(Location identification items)
>>>

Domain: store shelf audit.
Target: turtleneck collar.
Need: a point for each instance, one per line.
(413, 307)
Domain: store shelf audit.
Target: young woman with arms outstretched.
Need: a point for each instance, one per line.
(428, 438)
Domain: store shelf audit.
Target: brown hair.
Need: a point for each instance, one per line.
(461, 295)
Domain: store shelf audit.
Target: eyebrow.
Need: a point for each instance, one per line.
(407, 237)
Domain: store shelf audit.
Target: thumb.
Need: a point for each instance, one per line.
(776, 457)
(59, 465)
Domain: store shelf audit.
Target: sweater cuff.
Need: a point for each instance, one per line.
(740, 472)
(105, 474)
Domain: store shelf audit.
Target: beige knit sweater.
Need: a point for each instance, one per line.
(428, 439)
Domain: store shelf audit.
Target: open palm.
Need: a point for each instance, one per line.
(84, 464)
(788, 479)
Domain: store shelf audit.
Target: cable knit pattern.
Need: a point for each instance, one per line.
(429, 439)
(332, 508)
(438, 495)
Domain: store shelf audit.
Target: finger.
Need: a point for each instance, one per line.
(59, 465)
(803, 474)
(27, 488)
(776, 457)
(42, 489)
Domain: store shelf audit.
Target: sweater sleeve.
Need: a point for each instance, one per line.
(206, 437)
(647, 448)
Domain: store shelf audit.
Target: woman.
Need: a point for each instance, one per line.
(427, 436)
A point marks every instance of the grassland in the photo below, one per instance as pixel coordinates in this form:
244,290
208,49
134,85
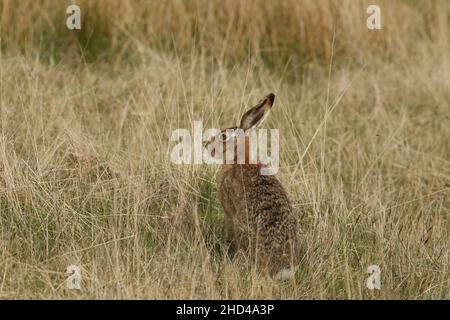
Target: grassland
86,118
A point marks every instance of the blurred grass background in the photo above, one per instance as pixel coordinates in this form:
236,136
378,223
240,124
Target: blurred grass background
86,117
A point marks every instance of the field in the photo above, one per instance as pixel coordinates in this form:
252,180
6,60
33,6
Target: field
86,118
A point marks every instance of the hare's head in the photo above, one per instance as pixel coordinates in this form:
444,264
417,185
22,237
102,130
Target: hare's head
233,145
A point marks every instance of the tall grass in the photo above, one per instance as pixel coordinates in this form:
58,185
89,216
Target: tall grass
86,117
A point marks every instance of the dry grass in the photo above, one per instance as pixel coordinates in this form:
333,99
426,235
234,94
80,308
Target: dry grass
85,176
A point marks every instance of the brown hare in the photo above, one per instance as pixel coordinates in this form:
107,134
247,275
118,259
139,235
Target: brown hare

<<<
>>>

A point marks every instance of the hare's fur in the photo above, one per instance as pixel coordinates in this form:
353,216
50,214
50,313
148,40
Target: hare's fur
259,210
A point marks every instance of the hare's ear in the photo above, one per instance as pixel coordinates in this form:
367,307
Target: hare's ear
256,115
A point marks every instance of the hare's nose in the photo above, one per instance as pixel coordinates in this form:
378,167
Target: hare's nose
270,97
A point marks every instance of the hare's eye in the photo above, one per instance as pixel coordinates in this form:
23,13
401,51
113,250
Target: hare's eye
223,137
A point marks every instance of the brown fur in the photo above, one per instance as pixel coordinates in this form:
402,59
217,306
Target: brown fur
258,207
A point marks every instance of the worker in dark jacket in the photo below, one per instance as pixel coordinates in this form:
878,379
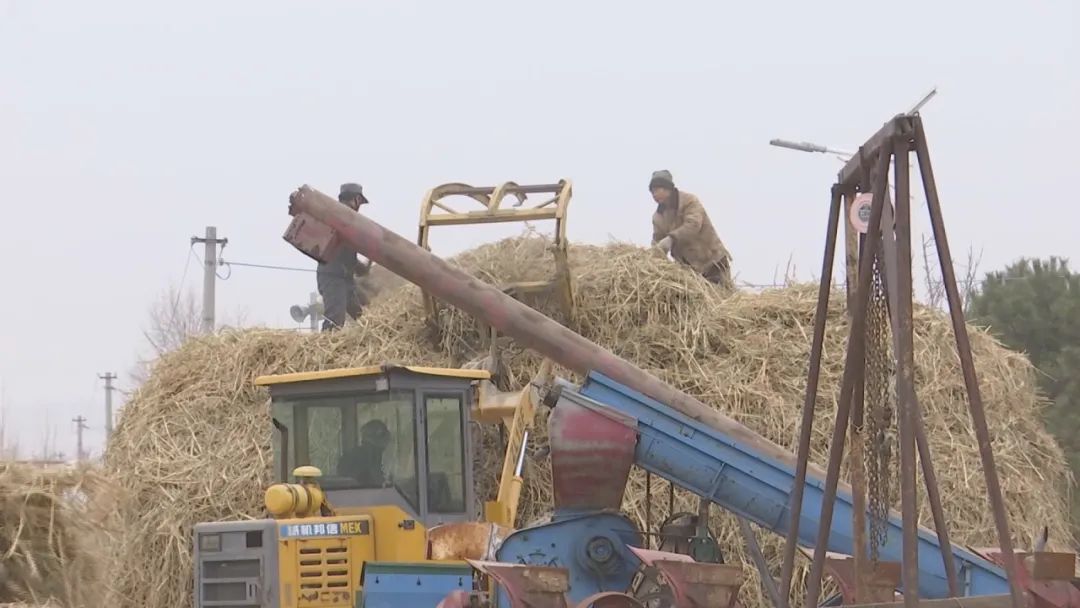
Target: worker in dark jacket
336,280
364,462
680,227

<<<
>>>

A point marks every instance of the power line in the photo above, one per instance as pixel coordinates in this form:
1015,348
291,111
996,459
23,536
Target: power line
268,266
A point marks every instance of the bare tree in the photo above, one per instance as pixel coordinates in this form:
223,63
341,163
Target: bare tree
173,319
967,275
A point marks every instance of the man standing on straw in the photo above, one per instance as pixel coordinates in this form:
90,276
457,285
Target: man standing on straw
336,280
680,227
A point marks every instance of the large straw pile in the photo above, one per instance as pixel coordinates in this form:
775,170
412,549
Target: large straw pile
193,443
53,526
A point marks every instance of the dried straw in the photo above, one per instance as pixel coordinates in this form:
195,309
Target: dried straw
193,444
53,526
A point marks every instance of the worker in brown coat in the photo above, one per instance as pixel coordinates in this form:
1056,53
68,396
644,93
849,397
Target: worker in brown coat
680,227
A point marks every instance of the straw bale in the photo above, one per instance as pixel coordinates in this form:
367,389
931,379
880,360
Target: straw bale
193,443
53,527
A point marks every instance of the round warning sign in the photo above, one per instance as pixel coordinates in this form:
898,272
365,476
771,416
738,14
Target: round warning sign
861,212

<<<

Count how many lines of the material contain the string "dried", with case counting. Reply with the number alone.

▸ **WORKED SOLUTION**: 2